## Exercise
After finding the line with "[[257, 265], [379, 168]]" in the entries below, retype exactly each line from there through the line with "Target: rust-colored metal siding", including that final line.

##### Data supplied

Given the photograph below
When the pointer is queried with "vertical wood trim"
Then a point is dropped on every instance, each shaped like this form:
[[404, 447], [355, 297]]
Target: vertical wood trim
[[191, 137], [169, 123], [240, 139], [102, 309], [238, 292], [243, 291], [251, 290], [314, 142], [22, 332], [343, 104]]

##########
##### Data supplied

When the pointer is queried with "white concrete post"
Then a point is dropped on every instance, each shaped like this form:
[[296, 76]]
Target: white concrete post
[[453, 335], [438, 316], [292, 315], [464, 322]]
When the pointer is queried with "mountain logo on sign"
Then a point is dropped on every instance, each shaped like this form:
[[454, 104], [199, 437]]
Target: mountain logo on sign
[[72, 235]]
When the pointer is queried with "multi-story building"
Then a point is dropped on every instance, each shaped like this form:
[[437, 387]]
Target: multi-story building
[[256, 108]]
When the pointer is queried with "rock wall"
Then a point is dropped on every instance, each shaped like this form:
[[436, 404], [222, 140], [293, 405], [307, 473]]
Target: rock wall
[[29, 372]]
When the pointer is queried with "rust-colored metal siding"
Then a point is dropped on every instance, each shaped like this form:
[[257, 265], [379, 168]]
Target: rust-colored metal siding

##########

## Solution below
[[257, 265], [379, 168]]
Target: rust-colored metal siding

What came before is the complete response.